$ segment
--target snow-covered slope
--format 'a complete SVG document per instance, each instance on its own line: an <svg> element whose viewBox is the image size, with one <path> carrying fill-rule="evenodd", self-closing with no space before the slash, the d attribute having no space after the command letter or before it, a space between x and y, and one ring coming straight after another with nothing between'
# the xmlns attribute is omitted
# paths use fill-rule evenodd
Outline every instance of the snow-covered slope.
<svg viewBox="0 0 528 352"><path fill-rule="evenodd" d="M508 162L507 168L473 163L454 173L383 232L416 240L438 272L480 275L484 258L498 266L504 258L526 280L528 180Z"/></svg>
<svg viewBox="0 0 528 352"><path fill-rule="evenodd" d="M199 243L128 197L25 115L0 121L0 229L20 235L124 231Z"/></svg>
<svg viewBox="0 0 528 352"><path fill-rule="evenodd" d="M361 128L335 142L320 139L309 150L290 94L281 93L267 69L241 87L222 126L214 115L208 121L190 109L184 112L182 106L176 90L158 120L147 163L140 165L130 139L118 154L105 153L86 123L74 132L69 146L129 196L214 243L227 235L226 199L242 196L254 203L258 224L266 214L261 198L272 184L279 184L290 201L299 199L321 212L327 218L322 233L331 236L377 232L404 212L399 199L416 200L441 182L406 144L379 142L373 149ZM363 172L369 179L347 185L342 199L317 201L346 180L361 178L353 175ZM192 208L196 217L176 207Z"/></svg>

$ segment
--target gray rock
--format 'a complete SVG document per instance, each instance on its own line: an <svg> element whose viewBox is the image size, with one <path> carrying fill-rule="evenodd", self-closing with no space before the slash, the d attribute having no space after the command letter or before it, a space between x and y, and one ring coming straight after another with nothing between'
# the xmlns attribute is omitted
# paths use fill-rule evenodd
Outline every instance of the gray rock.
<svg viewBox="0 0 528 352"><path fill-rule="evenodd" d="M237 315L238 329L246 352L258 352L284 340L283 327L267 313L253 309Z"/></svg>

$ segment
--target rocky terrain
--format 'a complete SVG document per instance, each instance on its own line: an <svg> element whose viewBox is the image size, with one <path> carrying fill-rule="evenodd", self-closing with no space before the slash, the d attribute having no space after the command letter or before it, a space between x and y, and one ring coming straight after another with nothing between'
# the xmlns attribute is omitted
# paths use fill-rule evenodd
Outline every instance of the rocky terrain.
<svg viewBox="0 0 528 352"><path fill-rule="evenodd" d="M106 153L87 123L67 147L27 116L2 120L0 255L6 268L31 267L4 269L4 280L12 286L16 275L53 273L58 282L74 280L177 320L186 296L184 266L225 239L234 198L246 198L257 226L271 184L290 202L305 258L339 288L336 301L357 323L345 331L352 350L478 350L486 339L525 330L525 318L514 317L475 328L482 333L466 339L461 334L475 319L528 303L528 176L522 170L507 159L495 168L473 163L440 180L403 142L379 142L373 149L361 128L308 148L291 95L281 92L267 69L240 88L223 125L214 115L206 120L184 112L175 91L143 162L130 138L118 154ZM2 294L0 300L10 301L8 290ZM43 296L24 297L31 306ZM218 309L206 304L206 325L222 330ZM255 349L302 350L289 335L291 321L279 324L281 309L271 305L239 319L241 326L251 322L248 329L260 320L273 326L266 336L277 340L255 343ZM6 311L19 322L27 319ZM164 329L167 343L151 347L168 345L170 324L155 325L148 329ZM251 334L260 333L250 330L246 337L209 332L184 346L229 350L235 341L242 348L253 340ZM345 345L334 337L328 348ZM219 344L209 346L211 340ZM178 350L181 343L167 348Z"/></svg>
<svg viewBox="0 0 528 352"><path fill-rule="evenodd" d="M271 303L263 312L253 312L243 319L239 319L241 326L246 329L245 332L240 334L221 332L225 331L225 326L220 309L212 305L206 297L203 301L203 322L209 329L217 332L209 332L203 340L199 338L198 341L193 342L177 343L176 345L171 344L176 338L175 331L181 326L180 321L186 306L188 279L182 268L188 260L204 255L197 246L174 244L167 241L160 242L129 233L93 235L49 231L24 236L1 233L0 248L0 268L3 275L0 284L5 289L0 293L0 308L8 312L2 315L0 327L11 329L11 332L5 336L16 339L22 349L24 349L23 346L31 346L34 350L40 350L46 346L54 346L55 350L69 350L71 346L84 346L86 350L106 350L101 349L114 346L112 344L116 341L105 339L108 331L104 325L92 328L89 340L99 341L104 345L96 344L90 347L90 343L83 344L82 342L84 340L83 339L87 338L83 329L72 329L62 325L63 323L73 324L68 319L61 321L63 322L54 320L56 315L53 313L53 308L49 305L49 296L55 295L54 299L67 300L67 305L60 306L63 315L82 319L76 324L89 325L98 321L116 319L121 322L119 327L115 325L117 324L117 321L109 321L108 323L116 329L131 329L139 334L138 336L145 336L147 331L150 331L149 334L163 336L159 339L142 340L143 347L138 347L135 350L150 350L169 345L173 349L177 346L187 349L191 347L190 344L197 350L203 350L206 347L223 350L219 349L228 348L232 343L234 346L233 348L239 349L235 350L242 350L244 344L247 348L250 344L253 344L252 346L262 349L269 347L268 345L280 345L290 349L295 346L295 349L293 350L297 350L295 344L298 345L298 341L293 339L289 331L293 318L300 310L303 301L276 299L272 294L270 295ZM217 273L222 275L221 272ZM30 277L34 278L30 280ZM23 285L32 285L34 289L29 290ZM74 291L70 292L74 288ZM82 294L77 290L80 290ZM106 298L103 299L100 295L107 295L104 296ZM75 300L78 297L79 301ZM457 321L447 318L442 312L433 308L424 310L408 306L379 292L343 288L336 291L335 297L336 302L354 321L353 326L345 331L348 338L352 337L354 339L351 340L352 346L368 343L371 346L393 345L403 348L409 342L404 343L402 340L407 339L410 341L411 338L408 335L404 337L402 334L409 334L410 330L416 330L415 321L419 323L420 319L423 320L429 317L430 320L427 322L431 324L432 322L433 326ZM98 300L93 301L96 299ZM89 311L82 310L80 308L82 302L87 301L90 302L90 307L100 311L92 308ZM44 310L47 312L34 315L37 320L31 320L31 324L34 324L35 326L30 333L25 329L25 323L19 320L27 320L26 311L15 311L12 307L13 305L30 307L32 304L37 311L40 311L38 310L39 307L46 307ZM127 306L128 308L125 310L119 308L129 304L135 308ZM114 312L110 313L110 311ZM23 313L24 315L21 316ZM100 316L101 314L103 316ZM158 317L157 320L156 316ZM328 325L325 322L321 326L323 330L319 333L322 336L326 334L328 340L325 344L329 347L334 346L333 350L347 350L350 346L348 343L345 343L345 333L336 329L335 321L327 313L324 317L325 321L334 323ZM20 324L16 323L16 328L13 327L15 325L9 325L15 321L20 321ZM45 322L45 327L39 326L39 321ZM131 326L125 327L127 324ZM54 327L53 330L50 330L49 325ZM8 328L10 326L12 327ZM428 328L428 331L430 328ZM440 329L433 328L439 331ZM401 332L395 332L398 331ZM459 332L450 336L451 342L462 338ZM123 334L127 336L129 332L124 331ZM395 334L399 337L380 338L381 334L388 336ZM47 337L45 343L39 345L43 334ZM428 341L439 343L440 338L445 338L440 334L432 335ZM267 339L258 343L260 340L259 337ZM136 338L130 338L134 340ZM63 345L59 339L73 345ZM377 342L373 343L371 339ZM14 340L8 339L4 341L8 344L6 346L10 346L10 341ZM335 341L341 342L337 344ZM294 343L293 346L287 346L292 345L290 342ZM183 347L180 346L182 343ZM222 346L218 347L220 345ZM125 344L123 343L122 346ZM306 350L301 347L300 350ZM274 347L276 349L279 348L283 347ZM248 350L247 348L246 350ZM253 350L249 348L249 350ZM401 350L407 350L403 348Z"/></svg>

────────────────────

— WHAT IS EXPECTED —
Can you repeat the rows above with every "Outline" swapped for "Trace" and everything else left unchanged?

— RESPONSE —
$ segment
--target snow-covered slope
--format 'a complete SVG document per instance, each instance on its own line: an <svg> element whose viewBox is the image size, with one <path> carrying fill-rule="evenodd", self-closing with no space before the slash, the d attribute having no space after the command letter or before it, a space between x and y, and one ring coming straight after another with nothing between'
# the xmlns attribute is omitted
# paths use fill-rule evenodd
Trace every instance of the snow-covered slope.
<svg viewBox="0 0 528 352"><path fill-rule="evenodd" d="M508 162L507 168L473 163L454 173L383 232L416 240L438 272L480 275L484 258L498 266L504 258L526 280L528 180Z"/></svg>
<svg viewBox="0 0 528 352"><path fill-rule="evenodd" d="M199 243L128 197L25 115L0 121L0 229L20 235L124 231Z"/></svg>
<svg viewBox="0 0 528 352"><path fill-rule="evenodd" d="M361 128L335 142L320 139L309 150L290 94L281 93L267 69L241 87L222 126L214 115L208 121L190 109L184 112L182 106L176 90L158 120L147 163L140 165L130 139L118 154L105 153L86 123L74 132L69 146L129 196L214 243L227 235L226 199L242 196L254 203L258 224L266 214L261 198L272 184L279 184L290 201L299 199L321 212L327 218L322 233L331 236L377 232L404 212L399 199L416 200L441 182L406 144L379 142L373 149ZM363 172L369 179L347 185L342 199L317 201L346 180L361 178L353 175ZM192 208L196 217L176 207Z"/></svg>

$ segment
--target gray rock
--format 'a complete SVG document per instance, each instance on its own line: an <svg> element whose viewBox is the image size, with one <path> carrying fill-rule="evenodd", self-closing with no space before the slash, the d attribute having no space after the command letter or before it, a space between x and y, and one ring coming straight after another with nothing between'
# the xmlns attribute is omitted
# paths use fill-rule evenodd
Trace every instance of the gray rock.
<svg viewBox="0 0 528 352"><path fill-rule="evenodd" d="M237 315L238 329L246 352L258 352L284 340L283 327L267 313L253 309Z"/></svg>

$ segment
--target rocky terrain
--format 'a complete SVG document per instance, each instance on its own line: an <svg> element whose viewBox is the image size, with one <path> carrying fill-rule="evenodd", self-closing with no space before the slash, the d attribute having no space after the command letter or before it, a space between x and y, and one ring coming straight after another with nothing between'
# the xmlns attribute is omitted
# paths use fill-rule evenodd
Trace every instance of the rocky terrain.
<svg viewBox="0 0 528 352"><path fill-rule="evenodd" d="M106 153L87 123L67 147L27 116L2 120L0 255L6 268L31 267L4 269L4 280L12 286L16 275L53 273L58 282L74 280L177 320L186 296L184 266L225 239L234 198L246 198L257 226L271 184L290 202L305 258L339 288L336 301L357 323L345 331L352 350L478 350L486 339L525 330L525 318L514 317L475 328L482 333L466 339L461 334L475 319L528 303L528 176L522 170L507 159L495 168L473 163L440 180L403 142L379 142L373 149L361 128L308 148L291 95L281 92L267 69L240 88L223 125L214 115L206 120L184 112L175 91L143 162L130 138L118 154ZM2 294L0 300L10 301L8 290ZM43 296L24 297L31 306ZM218 309L206 304L206 325L222 330ZM255 349L302 350L289 335L291 321L279 324L281 309L271 305L239 319L241 326L251 322L248 329L260 320L273 326L266 336L277 340L255 343ZM6 311L19 322L27 319ZM164 329L167 343L151 347L168 345L170 324L155 325L148 329ZM251 334L260 333L250 330L246 337L209 332L184 346L229 350L235 341L242 348L253 340ZM345 345L334 337L328 348ZM219 344L209 346L211 340ZM178 350L181 343L167 348Z"/></svg>
<svg viewBox="0 0 528 352"><path fill-rule="evenodd" d="M271 303L263 312L253 312L243 319L239 319L241 326L246 329L245 332L240 334L221 332L225 331L225 326L220 309L212 305L206 297L203 301L203 322L209 329L217 332L209 332L203 340L199 338L198 341L193 342L177 343L176 345L171 344L176 338L175 331L181 326L180 321L186 306L188 279L182 268L188 260L204 255L197 246L174 244L167 241L160 242L129 233L93 235L49 231L24 236L1 233L0 248L0 268L3 275L0 284L5 289L0 293L0 308L8 312L2 315L0 327L11 329L11 332L5 336L16 339L22 349L24 349L23 346L31 346L34 350L40 350L46 346L54 346L55 350L69 350L71 346L84 346L86 350L106 350L101 349L114 346L112 344L116 341L105 339L108 331L104 325L92 328L89 340L99 341L104 345L96 344L90 347L90 343L83 344L82 342L84 340L83 339L87 338L83 329L72 329L62 325L63 323L73 324L68 319L61 321L63 322L54 320L56 315L53 313L53 308L49 305L49 296L55 295L54 299L67 300L67 305L60 306L63 315L82 319L76 324L89 325L98 321L116 319L121 322L119 327L115 325L117 324L117 321L109 321L108 323L116 329L131 329L139 334L138 336L145 336L147 331L150 331L149 334L163 336L159 339L142 340L143 347L138 347L135 350L150 350L169 345L173 349L177 346L187 349L191 347L190 344L197 350L203 350L206 347L223 350L219 349L228 348L232 343L234 346L233 348L239 349L235 350L242 350L244 344L247 348L250 344L253 344L252 346L262 349L269 347L268 345L280 345L290 349L295 346L295 349L293 350L297 350L295 344L298 345L298 341L293 339L289 331L293 318L300 310L303 301L276 299L272 294L270 295ZM217 273L222 275L221 272ZM30 277L34 278L30 280ZM23 285L32 285L34 289L29 290ZM74 291L70 292L74 288ZM82 294L77 290L80 290ZM106 298L103 299L100 295L107 295L104 296ZM75 300L78 297L79 301ZM457 321L447 318L442 312L433 308L424 310L408 306L379 292L343 288L336 291L335 297L336 302L354 321L353 326L345 331L348 338L352 337L354 339L351 340L352 346L368 343L371 346L393 345L403 348L409 342L404 343L402 340L407 339L410 341L411 338L408 335L404 337L402 334L409 334L410 330L416 330L415 321L419 323L420 319L423 320L429 317L430 320L427 322L431 324L432 322L433 326ZM98 300L93 301L96 299ZM89 311L82 310L80 308L82 302L87 301L90 302L90 307L100 311L92 308ZM44 310L47 312L34 315L37 320L31 320L31 324L34 324L35 326L30 333L25 329L25 323L19 320L27 320L26 311L15 311L12 307L13 305L30 307L32 304L37 311L40 311L38 310L39 307L46 307ZM127 306L128 308L125 310L119 308L129 304L135 308ZM114 312L110 313L110 311ZM23 313L24 315L21 316ZM100 316L101 314L103 316ZM158 317L157 320L156 316ZM328 325L325 322L321 326L323 330L319 333L322 336L326 334L328 340L325 344L329 347L334 346L333 350L347 350L350 346L348 343L345 343L345 333L336 329L335 321L327 313L324 317L325 321L334 323ZM20 324L16 323L16 328L13 327L15 325L9 325L15 321L20 321ZM45 322L45 327L39 326L39 321ZM131 326L125 327L127 324ZM54 327L53 330L50 330L49 325ZM8 328L10 326L12 327ZM428 328L428 331L430 328ZM440 329L433 328L439 331ZM401 332L395 332L398 331ZM459 332L450 336L451 342L462 338ZM123 334L127 336L129 332L124 331ZM395 334L399 337L380 338L381 334L388 336ZM47 337L45 343L39 345L43 334ZM428 341L439 343L440 338L445 338L440 334L432 335ZM267 339L258 343L260 340L259 337ZM136 338L130 338L134 340ZM63 345L59 339L73 345ZM377 342L373 343L371 339ZM14 340L8 339L4 341L8 344L6 346L10 346L10 341ZM335 341L341 342L337 344ZM294 343L293 346L287 346L292 345L290 342ZM183 347L180 346L182 343ZM222 346L218 347L220 345ZM125 344L123 343L122 346ZM306 350L301 347L300 350ZM274 347L276 349L279 348L283 347ZM248 350L247 348L246 350ZM253 350L249 348L249 350ZM401 350L407 350L403 348Z"/></svg>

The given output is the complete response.